=== SHORT PROBLEM ===
Give back, unchanged, the lines of the material below from the one containing "the distant hill" through the last line, both included.
********
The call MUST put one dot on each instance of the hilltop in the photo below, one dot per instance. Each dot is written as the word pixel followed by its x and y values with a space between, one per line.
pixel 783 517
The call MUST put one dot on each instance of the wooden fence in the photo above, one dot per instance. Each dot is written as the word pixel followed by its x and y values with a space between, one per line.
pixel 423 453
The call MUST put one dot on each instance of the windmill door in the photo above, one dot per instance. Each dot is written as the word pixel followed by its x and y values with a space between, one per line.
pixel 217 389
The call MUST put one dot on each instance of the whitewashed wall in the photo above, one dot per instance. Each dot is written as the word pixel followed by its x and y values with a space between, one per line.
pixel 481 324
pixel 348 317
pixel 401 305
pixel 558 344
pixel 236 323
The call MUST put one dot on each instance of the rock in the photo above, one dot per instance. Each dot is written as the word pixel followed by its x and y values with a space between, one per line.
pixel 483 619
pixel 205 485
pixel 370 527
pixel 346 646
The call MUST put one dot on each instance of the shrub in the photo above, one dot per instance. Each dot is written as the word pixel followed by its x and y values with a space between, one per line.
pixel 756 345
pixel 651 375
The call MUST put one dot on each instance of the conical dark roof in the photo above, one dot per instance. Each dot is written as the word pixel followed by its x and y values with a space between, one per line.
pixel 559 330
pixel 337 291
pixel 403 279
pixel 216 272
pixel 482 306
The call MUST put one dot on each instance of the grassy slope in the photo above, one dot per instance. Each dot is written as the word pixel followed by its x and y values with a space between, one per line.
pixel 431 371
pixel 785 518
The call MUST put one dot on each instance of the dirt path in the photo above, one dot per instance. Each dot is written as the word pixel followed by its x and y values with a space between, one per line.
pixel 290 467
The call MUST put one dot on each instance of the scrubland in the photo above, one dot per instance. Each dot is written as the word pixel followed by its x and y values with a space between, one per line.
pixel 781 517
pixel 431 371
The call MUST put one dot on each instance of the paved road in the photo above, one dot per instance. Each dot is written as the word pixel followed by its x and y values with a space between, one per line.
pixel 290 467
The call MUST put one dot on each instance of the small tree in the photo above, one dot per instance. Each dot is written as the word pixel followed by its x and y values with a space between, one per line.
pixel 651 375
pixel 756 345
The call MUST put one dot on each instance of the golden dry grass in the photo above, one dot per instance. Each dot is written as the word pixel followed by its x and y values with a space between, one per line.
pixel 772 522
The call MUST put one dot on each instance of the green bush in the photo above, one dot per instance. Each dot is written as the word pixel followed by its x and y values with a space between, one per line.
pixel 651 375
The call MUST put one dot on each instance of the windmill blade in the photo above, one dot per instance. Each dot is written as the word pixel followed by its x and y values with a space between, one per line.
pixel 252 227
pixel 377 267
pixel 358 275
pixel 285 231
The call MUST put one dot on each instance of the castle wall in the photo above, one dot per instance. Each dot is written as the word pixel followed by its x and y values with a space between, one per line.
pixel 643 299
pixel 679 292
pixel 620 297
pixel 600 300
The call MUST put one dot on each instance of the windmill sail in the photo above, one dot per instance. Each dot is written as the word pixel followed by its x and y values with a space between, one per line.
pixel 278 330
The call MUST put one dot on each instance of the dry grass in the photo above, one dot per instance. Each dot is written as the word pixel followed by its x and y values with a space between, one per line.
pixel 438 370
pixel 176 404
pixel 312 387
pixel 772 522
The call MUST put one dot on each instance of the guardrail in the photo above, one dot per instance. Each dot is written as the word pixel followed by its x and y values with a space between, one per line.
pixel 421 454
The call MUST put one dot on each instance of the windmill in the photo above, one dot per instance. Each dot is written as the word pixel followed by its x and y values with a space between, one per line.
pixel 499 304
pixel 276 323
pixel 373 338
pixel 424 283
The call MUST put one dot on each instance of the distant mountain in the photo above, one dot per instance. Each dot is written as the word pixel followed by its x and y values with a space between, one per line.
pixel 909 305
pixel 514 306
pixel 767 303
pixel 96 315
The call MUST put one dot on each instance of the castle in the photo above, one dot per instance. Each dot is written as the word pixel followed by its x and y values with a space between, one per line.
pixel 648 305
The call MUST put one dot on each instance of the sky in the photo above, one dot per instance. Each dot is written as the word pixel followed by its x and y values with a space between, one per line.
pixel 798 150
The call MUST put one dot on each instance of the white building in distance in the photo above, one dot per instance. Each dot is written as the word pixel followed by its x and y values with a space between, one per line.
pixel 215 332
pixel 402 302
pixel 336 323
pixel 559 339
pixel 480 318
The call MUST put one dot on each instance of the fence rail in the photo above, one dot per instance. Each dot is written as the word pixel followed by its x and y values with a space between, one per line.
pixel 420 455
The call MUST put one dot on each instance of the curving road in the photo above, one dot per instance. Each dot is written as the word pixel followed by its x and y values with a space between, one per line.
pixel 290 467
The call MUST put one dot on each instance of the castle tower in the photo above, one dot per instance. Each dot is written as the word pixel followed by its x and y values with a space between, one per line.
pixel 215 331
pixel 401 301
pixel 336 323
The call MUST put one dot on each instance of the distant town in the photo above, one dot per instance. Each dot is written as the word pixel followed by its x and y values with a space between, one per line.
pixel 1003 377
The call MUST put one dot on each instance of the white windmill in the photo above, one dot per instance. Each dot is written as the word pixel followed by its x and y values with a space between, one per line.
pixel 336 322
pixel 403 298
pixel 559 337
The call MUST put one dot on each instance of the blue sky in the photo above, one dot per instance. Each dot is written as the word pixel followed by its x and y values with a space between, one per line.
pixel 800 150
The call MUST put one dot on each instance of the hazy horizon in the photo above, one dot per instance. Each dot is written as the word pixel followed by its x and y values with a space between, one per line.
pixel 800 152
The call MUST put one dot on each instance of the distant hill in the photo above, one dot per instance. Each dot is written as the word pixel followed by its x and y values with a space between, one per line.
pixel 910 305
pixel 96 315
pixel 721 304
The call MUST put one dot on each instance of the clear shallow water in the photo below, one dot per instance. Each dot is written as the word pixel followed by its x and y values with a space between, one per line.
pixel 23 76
********
=== ANSWER TO THIS PROBLEM ===
The call MUST put one dot on each instance of the distant hill in the photo above, one dot per instance. Each dot is written as the word pixel followed by its x and y values with a space between, one per line.
pixel 910 305
pixel 96 315
pixel 721 304
The call MUST put one dot on each instance of the clear shallow water in the photo below, one dot per instance. Each dot is written as the word pixel followed by its x and y values with a space between, one per line.
pixel 23 76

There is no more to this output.